RECORDS SHOWN Start Marker

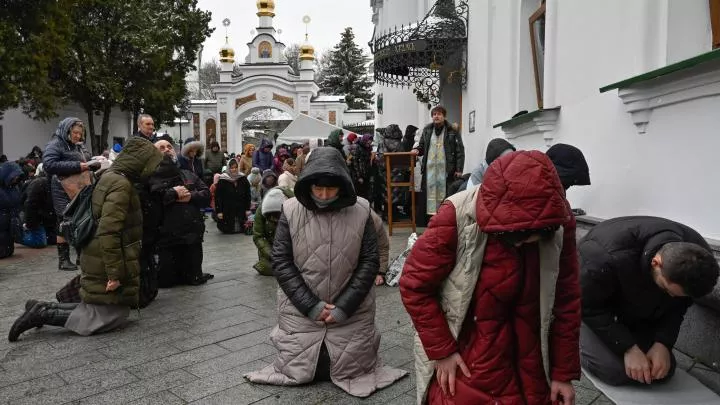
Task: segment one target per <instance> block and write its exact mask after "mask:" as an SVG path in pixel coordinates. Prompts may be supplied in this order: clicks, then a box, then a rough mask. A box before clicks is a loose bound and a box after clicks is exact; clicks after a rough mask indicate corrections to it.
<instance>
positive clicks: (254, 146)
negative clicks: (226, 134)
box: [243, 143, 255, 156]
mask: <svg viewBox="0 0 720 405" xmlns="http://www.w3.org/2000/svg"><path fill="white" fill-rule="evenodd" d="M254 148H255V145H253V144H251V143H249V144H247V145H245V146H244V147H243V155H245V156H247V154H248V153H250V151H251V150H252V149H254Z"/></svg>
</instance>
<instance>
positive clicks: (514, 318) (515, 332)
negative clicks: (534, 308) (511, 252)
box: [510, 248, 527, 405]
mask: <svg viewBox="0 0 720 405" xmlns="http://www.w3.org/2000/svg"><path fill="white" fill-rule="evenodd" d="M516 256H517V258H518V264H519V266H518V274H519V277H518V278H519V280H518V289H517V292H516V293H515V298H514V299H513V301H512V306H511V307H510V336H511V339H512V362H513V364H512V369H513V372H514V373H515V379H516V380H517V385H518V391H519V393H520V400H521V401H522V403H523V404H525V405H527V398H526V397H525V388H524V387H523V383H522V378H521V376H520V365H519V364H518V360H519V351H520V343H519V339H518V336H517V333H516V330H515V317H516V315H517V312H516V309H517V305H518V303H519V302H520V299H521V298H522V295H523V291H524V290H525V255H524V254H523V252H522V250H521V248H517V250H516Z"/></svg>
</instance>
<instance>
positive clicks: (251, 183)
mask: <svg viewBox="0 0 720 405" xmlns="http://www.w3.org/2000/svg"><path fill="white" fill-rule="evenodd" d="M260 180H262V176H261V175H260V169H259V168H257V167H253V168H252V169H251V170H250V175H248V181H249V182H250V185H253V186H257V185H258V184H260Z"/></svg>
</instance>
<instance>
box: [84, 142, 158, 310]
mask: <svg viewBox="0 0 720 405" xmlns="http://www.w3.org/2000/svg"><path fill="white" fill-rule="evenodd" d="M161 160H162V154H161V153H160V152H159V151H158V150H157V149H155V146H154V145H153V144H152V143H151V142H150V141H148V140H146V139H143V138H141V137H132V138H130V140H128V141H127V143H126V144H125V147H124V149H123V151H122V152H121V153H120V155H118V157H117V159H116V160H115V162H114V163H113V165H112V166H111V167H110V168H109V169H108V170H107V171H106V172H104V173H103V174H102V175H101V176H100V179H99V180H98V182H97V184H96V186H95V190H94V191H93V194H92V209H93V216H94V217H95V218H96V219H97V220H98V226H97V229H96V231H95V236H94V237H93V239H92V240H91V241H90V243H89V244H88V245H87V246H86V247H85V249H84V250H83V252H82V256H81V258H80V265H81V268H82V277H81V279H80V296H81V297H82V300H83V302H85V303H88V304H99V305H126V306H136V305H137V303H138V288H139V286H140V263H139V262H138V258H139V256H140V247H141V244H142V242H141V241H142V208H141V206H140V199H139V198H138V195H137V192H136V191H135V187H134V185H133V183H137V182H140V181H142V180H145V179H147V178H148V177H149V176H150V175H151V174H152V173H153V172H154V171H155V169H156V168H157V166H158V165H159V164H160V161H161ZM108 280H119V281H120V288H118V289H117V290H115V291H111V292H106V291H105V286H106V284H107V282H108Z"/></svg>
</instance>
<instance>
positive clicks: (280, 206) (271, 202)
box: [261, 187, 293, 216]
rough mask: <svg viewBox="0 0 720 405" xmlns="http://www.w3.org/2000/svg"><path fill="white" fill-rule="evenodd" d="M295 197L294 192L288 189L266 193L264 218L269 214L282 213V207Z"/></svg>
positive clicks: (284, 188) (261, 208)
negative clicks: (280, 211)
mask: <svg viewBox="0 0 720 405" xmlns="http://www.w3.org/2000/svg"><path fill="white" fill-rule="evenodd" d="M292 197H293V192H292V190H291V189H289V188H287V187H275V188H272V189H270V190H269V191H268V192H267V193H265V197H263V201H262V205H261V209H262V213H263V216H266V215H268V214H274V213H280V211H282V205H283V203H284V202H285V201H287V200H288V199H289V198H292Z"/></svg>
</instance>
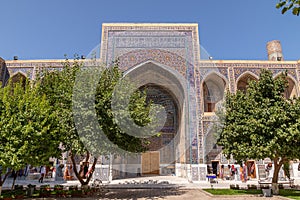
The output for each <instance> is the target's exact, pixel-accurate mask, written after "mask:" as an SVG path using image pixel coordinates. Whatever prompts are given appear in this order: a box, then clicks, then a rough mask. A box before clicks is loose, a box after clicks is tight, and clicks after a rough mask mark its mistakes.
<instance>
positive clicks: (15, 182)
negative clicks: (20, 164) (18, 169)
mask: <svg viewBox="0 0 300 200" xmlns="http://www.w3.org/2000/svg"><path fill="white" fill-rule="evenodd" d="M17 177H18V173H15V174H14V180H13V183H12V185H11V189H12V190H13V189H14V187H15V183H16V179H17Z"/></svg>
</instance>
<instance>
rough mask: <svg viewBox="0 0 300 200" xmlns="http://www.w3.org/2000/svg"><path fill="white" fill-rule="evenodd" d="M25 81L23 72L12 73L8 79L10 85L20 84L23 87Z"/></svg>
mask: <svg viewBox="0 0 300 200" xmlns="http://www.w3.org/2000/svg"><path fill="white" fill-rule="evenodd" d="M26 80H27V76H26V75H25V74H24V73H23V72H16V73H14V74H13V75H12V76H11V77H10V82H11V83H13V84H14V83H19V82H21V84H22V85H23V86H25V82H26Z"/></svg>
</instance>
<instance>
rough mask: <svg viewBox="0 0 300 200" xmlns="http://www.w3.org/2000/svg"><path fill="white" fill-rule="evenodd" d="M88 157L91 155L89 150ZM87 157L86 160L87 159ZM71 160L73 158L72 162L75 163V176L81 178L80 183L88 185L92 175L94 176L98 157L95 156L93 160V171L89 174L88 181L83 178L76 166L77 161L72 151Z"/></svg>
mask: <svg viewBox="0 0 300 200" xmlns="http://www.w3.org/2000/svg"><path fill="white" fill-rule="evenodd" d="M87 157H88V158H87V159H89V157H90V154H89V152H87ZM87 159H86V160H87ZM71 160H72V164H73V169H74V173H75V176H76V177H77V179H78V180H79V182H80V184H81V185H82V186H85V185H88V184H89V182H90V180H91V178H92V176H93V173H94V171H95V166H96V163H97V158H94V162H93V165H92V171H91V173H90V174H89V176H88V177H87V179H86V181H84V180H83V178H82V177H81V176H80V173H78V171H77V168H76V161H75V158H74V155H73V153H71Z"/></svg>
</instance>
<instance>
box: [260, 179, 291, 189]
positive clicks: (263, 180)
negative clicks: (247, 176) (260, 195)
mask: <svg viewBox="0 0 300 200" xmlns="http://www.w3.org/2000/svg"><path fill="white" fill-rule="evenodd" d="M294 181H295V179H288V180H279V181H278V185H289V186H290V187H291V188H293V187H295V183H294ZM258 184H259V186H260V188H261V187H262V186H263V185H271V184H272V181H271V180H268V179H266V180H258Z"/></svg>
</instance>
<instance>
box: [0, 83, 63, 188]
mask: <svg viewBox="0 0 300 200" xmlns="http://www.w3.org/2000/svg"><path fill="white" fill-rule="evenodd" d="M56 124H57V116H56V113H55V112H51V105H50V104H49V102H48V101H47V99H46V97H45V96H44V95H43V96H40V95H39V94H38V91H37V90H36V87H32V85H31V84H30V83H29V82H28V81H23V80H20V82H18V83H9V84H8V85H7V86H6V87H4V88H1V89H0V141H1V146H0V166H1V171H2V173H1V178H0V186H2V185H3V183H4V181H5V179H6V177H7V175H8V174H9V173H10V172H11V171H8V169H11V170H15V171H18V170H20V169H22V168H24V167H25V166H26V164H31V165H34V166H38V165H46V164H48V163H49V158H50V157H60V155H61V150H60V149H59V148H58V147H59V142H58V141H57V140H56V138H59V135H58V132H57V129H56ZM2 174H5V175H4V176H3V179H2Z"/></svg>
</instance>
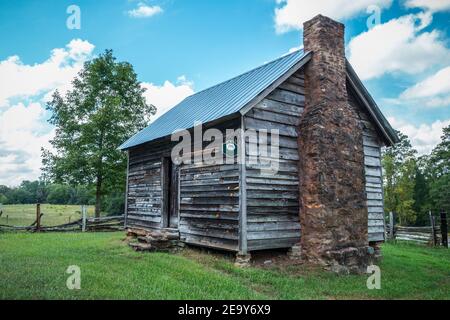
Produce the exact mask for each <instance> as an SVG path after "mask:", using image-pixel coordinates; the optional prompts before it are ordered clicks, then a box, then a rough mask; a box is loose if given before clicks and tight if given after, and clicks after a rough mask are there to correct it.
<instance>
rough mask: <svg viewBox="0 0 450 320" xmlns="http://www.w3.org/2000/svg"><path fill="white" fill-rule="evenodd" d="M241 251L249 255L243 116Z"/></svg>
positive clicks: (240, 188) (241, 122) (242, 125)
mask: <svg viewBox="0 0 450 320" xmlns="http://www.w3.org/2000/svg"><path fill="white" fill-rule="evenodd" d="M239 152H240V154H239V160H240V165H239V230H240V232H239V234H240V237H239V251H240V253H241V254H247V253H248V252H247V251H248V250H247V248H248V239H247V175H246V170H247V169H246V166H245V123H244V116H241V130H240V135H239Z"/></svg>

RECORDS SHOWN End Marker
RECORDS SHOWN Start Marker

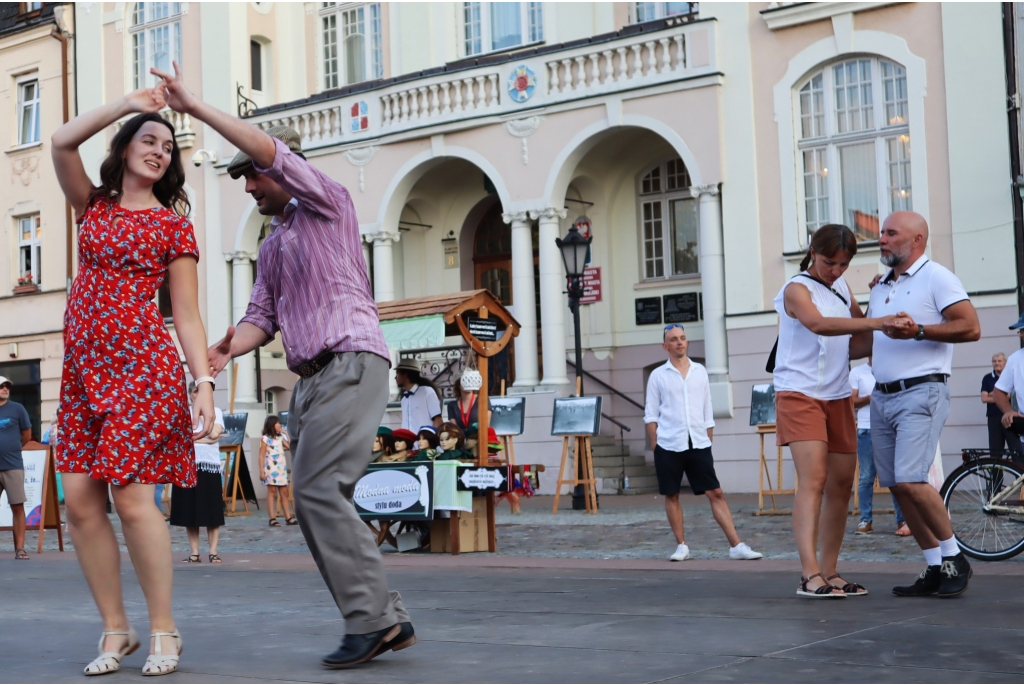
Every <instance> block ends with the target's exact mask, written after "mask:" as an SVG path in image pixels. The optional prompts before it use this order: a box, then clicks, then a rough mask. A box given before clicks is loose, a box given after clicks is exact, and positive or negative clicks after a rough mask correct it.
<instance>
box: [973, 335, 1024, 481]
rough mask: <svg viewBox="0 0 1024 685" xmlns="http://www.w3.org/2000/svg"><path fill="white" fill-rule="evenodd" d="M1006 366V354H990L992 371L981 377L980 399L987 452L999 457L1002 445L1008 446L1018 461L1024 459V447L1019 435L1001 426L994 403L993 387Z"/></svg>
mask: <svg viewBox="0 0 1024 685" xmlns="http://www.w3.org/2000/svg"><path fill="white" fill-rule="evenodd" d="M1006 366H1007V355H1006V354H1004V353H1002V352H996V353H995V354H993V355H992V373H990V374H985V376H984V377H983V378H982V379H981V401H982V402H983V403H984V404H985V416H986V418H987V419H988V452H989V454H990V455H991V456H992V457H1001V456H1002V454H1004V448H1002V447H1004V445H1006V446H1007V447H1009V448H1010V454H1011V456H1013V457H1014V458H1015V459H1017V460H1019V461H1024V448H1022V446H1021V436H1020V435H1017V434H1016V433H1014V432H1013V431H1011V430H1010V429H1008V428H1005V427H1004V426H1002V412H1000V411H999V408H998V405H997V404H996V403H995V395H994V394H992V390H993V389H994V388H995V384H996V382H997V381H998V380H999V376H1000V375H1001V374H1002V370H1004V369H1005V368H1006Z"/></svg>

RECORDS SHOWN End Marker

» **WRITTEN TASK**
Please change "rough mask" to "coarse mask" in the items from the line with "Every <instance> block" up to and including the line with "box: [973, 335, 1024, 481]", and give only those lines with everything else unchanged.

» **TASK OUTPUT**
Every <instance> block ends with the target's exact mask, written after "mask:" as an SVG path in image pixels. The optional prompts before it use this order: a box, then clicks, then a coarse mask. A box given before clicks is loose, a box given after clicks is exact, and positive or negative clicks after a coarse mask correct it.
<instance>
box: [973, 335, 1024, 481]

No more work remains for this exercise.